= ACTIVITY =
Once the pictures are set aside, transcribe the remaining data exactly.

TASK INPUT below:

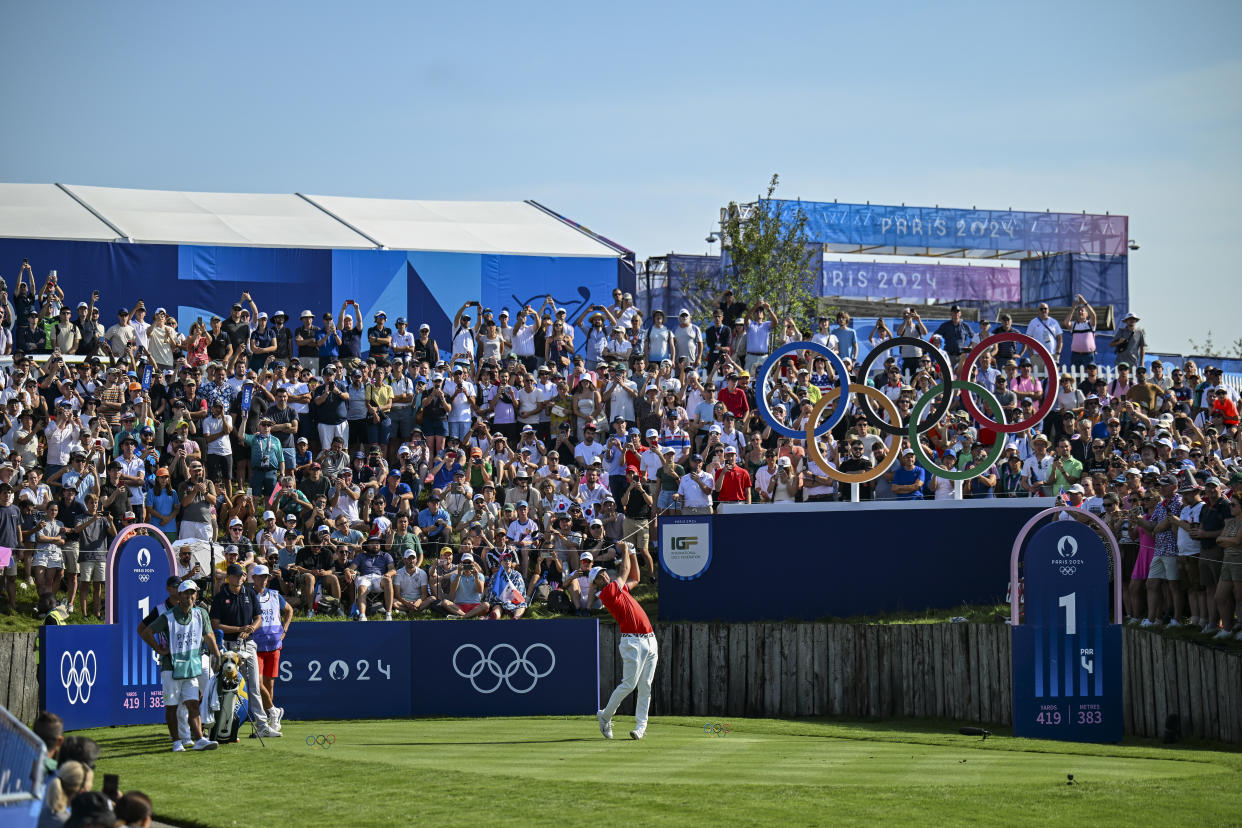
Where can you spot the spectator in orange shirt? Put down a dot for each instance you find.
(732, 481)
(1227, 409)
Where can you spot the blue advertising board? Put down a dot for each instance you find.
(78, 674)
(842, 560)
(686, 545)
(350, 670)
(345, 670)
(1067, 657)
(508, 669)
(138, 566)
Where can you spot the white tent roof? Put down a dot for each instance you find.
(468, 226)
(249, 220)
(78, 212)
(46, 211)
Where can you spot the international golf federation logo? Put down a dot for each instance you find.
(1067, 546)
(503, 664)
(77, 674)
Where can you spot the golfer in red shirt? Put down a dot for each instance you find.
(637, 646)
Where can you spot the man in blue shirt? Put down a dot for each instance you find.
(435, 523)
(909, 478)
(955, 334)
(847, 338)
(395, 493)
(374, 574)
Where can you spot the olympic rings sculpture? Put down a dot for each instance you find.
(770, 363)
(812, 445)
(488, 668)
(945, 374)
(942, 394)
(1050, 390)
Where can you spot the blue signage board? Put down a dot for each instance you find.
(686, 545)
(506, 669)
(337, 669)
(352, 670)
(78, 680)
(1067, 657)
(947, 229)
(137, 571)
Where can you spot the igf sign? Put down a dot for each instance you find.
(1067, 657)
(686, 545)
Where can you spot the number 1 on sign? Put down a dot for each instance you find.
(1071, 603)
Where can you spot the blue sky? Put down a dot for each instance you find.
(641, 119)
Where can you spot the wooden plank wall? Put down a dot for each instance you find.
(19, 669)
(958, 672)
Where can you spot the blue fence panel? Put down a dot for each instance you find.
(514, 669)
(848, 562)
(345, 670)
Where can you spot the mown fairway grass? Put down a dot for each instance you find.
(560, 770)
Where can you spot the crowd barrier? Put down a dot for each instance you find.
(352, 670)
(819, 560)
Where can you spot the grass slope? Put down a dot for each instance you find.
(552, 770)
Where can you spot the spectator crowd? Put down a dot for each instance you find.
(373, 469)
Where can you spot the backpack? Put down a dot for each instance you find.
(560, 603)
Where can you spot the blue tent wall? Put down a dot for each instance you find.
(193, 281)
(1057, 279)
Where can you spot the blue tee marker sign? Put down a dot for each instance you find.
(1067, 657)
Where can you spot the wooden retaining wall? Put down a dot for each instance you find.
(958, 672)
(19, 670)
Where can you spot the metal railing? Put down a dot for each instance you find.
(21, 762)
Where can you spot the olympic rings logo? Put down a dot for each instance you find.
(77, 674)
(518, 663)
(939, 395)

End of TASK INPUT.

= TASK RESPONSE =
Where can you spot the spectator in orange shirt? Put down a dot for each instance you find.
(732, 481)
(1227, 409)
Where can you spot the blue advertising board? Put down a dot for each instance you find.
(78, 674)
(842, 560)
(686, 545)
(350, 670)
(345, 670)
(1067, 657)
(508, 669)
(138, 566)
Where can you spot the white tent roof? Put down a dot for each instance you find.
(468, 226)
(249, 220)
(78, 212)
(46, 211)
Where can you spot the international golf federation logo? Put down a dot for each instance you find.
(1067, 546)
(503, 664)
(77, 674)
Where can you spot the golfer in red shirt? Put down a dot for each instance you find.
(637, 646)
Where can you spot the man in blue shirt? Put down a dot for each instance you find.
(435, 523)
(909, 478)
(955, 334)
(847, 338)
(395, 493)
(374, 574)
Where can you spot the olympic rings sculpture? Put down a dot for each instance you find.
(770, 363)
(812, 445)
(488, 668)
(945, 374)
(942, 394)
(1050, 390)
Where can you spot the blue signage board? Put down a dot for each instance you find.
(686, 545)
(506, 669)
(337, 669)
(352, 670)
(78, 680)
(1067, 657)
(947, 229)
(137, 571)
Where can you spot the igf sign? Put down a dot for each instance you find.
(1067, 657)
(686, 545)
Where can you spot the number 1 on sign? Put down a dot for each instance you find.
(1071, 603)
Where can you spot the blue sky? Put down a dot for each instance you find.
(641, 119)
Where can you spot the wooden plank wall? Put down a dot for each instance you find.
(19, 669)
(958, 672)
Where can you spot the blue fence panel? Put down a dot for each instance you find.
(514, 669)
(848, 562)
(345, 670)
Where can you spot the mown fairway grass? Put down a dot for each instance you find.
(560, 770)
Where can you spot the crowd barrier? Put down a dot for each instance you find.
(352, 670)
(819, 560)
Where can you spot the grass slope? Put down a dot for each instance you find.
(552, 770)
Where can you spot the spectator crowd? Put down a dot for each instance you find.
(373, 469)
Where can you spot the backpack? Put down a dot for each instance you find.
(560, 603)
Where can you spot the blue tent wall? Put down a dot for each instance you find.
(193, 281)
(1057, 279)
Where can you spot the blue tee marker sign? Put down a dot for each instance you find.
(1067, 657)
Where can you spot the wooden retaining wall? Put down a dot for each instance you find.
(958, 672)
(19, 670)
Where can you spot the metal railing? Put down a dot for each instance you find.
(21, 762)
Where can you spot the olympic rings logo? Put down a dot for each instance you find.
(77, 674)
(518, 663)
(939, 395)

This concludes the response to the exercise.